**Given information:**
....................

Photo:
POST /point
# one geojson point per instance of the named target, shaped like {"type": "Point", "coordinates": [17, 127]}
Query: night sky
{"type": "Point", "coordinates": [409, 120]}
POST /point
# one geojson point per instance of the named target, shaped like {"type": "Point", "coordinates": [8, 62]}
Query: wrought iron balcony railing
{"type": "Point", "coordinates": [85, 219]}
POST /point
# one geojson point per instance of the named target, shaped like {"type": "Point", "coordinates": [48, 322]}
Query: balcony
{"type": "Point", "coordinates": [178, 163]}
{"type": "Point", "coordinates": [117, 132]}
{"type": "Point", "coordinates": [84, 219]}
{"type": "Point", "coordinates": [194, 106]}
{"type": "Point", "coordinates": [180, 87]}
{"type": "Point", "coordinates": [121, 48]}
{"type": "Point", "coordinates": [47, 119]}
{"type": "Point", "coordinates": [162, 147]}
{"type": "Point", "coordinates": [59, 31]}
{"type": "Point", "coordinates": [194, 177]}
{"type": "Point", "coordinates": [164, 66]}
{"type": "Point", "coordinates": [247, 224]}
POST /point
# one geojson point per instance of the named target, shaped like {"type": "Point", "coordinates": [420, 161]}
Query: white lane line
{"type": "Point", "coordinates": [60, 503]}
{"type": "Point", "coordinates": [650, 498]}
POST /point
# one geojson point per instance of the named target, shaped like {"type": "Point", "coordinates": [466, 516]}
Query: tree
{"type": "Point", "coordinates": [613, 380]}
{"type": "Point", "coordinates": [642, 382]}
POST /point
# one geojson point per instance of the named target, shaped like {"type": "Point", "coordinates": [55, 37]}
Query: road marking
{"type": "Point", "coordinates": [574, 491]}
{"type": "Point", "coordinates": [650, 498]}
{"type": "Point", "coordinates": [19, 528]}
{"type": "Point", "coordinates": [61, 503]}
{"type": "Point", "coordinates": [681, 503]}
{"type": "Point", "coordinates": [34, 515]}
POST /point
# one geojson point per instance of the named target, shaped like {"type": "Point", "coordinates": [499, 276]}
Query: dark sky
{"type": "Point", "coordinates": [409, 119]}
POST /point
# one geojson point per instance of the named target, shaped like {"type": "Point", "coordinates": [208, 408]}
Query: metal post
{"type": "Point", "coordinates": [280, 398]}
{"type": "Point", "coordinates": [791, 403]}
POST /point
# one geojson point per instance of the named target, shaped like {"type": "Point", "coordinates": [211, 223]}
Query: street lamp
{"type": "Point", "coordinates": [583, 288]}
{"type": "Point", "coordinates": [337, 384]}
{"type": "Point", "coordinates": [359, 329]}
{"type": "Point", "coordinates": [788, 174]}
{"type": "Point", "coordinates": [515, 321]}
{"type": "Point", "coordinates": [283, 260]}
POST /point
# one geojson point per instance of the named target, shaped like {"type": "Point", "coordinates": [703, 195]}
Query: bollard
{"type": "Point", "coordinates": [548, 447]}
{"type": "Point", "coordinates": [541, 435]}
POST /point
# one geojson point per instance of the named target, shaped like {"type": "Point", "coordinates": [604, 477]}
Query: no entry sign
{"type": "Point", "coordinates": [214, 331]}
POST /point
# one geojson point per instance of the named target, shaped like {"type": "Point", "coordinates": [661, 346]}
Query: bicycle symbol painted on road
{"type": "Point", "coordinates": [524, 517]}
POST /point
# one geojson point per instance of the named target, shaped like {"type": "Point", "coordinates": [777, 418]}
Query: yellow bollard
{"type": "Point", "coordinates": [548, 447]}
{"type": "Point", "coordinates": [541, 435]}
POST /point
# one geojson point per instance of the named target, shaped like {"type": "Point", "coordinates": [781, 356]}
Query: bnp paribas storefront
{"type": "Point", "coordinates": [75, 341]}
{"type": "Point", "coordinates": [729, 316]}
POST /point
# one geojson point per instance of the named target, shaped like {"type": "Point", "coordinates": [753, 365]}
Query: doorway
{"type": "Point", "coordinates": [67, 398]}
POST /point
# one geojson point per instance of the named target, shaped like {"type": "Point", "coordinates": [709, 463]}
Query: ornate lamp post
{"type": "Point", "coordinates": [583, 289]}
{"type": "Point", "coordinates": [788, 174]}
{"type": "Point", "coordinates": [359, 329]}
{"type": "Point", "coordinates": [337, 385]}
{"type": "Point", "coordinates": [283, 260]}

....................

**Task directions:**
Which lines in the entries above contain the word "road"? Gather all of them and copy each one in full.

**Exercise solution:**
Query: road marking
Query: bicycle symbol painted on road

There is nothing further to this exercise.